Task statement
From the first line to the last, repeat the data below exactly.

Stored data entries
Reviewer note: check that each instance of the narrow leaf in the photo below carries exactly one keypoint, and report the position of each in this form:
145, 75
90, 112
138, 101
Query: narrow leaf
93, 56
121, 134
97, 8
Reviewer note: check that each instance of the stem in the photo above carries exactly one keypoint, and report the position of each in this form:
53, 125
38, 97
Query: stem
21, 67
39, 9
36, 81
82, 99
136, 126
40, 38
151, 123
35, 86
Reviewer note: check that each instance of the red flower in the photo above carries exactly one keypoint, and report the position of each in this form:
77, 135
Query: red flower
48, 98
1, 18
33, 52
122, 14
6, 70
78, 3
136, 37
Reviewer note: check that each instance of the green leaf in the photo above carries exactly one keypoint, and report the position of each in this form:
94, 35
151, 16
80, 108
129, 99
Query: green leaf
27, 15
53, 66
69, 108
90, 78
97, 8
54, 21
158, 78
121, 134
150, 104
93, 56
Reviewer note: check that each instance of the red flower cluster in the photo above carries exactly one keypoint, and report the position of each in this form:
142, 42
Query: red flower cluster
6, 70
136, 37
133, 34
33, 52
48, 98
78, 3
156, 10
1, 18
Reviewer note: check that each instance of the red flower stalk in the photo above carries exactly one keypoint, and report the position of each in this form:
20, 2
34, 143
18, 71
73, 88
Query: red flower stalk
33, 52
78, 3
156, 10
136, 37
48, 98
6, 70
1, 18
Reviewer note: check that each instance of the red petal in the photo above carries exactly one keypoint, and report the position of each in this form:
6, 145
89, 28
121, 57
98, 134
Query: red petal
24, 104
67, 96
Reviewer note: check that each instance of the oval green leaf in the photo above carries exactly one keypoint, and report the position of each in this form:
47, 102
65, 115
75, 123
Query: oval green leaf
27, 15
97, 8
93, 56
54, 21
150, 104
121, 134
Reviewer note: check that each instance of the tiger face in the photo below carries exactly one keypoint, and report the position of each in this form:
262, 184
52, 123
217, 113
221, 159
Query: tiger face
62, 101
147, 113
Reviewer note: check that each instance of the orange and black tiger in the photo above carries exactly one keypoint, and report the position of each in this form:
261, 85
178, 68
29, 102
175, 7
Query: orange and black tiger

Answer to this problem
Reviewer note: check that each instance of the narrow leaf in the photo below carries exactly one keypoint, and report the position of each in this form:
145, 75
90, 112
138, 101
Query: narrow leaf
93, 56
121, 134
97, 8
Reviewer note: check that each instance of the stem in the photo above carries exactly one keypoint, and report the position of each in this form:
53, 125
38, 97
Query: stem
21, 67
39, 9
36, 81
82, 99
136, 126
40, 38
151, 123
35, 86
Reviewer note: check that each instance of the red flower in the photo above carries exactly one keypoint, and report the position of each in this form:
77, 135
Query: red flower
48, 98
1, 18
33, 52
122, 14
6, 70
78, 3
136, 37
Reviewer note: check that each instance of the green leaf in the photo above carries exactly one keypoint, and report the position of each in this form:
94, 35
151, 16
80, 108
129, 99
Query: green leaf
27, 15
53, 66
69, 108
90, 78
97, 8
54, 21
158, 78
121, 134
150, 104
93, 56
Reviewer note: check that each instance of the red flower cluster in the photo above carries exactly one keypoint, and report the position of each in this form:
142, 42
Query: red flower cluster
6, 70
136, 37
133, 34
33, 52
48, 98
78, 3
156, 10
1, 18
Reviewer note: check that each instance of the red flower stalk in the photo above carries exactly one keypoint, and report the position of each in this form:
20, 2
34, 143
18, 71
73, 88
Query: red flower stalk
33, 52
78, 3
156, 10
136, 37
48, 98
6, 70
1, 18
Reviewer note: check that each instance of the red petal in the photo above carries exactly one keypoint, and report the position of each in this form:
6, 145
89, 28
121, 57
98, 134
Query: red petal
24, 104
67, 96
Reviewer note: check that each instance of the oval green leaf in the photo above carries exactly one keypoint, and report the position of each in this form:
47, 102
65, 115
75, 123
Query: oval green leaf
27, 15
97, 8
93, 56
54, 21
150, 104
121, 134
Reviewer note: check that each instance of the tiger face in the photo below carries exactly one keypoint, and report the position of each in this form:
262, 184
52, 123
217, 113
221, 159
Query: tiger face
62, 101
147, 113
Reviewer note: check that each instance of the orange and black tiger in the photo above carries exactly one keypoint, and report the position of each in this form:
261, 85
178, 68
29, 102
175, 7
Query: orange and black tiger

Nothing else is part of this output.